TEXTE PROPOSÉ:
Le dualisme nature/culture et le rôle de la médiation alimentaire

Cet article explore d’abord le rôle de la médiation alimentaire dans les représentations du rapport des hommes à l’environnement, à travers le prisme du dualisme nature/culture. Il montre ensuite ce qu’apporte le concept de terroir qui, dans le champ des food studies, est central à la compréhension des relations des hommes à leur environnement. Le dualisme nature/culture est au centre des rapports des sociétés occidentales à l’environnement, avec la prédominance d’une représentation du monde fondée sur cette opposition dans l’ontologie naturaliste (Descola 2005).

DONNÉES ENREGISTRÉES:
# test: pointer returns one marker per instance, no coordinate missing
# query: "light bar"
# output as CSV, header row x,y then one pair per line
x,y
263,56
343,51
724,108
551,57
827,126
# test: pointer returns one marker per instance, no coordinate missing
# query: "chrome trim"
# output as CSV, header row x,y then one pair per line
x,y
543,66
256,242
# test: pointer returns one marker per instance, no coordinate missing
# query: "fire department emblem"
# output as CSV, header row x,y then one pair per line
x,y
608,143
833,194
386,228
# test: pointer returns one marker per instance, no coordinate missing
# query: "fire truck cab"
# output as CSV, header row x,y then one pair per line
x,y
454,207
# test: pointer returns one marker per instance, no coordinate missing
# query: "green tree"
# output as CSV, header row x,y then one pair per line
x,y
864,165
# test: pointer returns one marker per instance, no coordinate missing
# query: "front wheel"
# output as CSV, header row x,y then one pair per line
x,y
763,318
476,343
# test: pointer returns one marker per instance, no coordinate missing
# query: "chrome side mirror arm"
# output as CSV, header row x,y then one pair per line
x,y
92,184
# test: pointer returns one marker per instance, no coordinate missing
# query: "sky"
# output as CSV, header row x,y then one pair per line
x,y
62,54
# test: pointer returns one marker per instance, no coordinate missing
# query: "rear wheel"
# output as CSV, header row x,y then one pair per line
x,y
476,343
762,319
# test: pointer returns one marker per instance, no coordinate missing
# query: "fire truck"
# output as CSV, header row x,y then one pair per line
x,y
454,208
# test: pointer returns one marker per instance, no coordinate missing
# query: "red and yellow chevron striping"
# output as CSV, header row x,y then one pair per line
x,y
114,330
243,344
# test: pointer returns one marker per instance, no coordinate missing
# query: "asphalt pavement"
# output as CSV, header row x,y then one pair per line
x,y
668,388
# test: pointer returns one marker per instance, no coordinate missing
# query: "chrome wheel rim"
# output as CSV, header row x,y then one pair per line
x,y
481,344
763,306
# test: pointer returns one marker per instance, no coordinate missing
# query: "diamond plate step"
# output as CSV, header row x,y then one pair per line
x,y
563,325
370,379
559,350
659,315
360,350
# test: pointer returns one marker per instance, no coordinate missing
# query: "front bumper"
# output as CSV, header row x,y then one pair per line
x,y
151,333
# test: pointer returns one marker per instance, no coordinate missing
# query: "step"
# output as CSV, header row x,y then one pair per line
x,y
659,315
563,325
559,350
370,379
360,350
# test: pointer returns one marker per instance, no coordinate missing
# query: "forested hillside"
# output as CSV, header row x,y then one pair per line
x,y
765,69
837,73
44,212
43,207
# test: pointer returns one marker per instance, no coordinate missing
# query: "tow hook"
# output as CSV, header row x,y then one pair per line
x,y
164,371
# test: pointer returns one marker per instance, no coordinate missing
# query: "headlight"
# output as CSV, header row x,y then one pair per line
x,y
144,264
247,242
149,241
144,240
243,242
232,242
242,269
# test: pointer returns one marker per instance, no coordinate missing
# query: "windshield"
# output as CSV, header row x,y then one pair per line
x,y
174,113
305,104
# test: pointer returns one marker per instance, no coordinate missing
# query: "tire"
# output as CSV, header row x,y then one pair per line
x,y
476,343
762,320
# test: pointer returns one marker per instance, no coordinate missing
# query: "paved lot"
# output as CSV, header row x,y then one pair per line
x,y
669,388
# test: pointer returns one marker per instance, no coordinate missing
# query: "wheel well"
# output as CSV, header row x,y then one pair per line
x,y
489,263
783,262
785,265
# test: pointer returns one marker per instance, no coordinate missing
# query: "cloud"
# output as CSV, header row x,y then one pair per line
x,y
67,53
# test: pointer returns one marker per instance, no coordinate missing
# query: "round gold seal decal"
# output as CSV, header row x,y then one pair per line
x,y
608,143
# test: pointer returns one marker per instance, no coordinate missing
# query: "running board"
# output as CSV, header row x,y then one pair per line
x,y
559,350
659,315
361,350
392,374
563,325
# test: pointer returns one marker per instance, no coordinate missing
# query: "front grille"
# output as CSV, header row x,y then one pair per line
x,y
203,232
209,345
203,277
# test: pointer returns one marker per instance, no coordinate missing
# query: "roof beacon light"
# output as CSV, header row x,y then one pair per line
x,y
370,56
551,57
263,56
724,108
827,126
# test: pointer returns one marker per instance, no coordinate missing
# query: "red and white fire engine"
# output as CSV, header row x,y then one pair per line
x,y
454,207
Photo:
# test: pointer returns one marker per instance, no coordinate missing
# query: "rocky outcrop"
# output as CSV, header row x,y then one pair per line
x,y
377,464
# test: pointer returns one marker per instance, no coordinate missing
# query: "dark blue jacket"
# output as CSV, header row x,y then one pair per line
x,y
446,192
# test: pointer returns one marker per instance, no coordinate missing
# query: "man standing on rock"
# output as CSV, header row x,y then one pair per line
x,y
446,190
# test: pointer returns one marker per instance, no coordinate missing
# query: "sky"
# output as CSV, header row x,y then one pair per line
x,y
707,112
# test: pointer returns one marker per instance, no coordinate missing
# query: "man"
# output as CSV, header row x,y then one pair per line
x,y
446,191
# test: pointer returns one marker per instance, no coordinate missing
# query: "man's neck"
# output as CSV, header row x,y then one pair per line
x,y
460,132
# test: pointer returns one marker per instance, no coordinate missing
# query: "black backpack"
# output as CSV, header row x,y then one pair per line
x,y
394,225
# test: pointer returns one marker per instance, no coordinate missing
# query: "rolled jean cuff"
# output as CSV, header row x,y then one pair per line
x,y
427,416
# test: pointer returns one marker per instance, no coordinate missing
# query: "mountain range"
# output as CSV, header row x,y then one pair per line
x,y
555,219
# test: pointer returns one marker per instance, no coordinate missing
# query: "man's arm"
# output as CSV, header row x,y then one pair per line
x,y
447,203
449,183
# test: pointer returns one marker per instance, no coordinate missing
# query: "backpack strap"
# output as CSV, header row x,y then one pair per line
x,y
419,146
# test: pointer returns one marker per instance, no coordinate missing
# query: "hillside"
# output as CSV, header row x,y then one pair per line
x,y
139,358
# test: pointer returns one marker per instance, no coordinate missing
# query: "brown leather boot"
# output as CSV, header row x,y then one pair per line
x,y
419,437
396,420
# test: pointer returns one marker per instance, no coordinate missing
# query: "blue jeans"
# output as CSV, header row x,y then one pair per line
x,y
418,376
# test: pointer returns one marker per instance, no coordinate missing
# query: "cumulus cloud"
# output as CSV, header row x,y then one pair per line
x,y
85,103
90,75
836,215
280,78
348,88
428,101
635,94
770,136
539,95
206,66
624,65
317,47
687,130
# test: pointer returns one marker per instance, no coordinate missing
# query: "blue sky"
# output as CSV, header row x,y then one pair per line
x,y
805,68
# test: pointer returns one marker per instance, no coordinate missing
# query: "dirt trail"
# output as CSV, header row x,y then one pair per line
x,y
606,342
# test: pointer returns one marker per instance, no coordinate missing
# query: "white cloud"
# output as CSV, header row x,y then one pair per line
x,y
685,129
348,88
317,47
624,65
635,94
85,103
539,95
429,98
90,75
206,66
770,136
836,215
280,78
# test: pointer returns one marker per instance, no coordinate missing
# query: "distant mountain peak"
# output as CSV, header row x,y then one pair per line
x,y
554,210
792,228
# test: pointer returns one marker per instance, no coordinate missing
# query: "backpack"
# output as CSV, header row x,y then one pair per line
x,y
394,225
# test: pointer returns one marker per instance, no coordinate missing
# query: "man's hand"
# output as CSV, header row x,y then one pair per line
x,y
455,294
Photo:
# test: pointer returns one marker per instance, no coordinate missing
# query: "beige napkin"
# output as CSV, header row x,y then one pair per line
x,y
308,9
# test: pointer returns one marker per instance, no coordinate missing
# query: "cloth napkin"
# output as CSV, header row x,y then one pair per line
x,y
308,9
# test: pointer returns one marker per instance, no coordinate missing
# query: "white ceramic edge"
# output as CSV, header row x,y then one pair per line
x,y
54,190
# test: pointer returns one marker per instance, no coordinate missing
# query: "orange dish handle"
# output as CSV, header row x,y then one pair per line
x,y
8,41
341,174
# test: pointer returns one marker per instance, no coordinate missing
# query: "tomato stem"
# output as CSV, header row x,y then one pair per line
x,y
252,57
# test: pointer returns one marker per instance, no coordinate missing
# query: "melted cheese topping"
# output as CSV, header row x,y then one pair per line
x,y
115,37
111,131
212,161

PRÉSENTATION: D'après le texte proposé, pourquoi le dualisme nature/culture est-il au centre des rapports des sociétés occidentales à l'environnement ? Expliquez-le, s'il vous plaît, en une à trois phrases.

EXERCICE CORRIGÉ: Ce dualisme occupe une place centrale parce que, dans ces sociétés, prédomine une représentation du monde fondée sur l'opposition entre nature et culture. Cette représentation relève de l'ontologie naturaliste.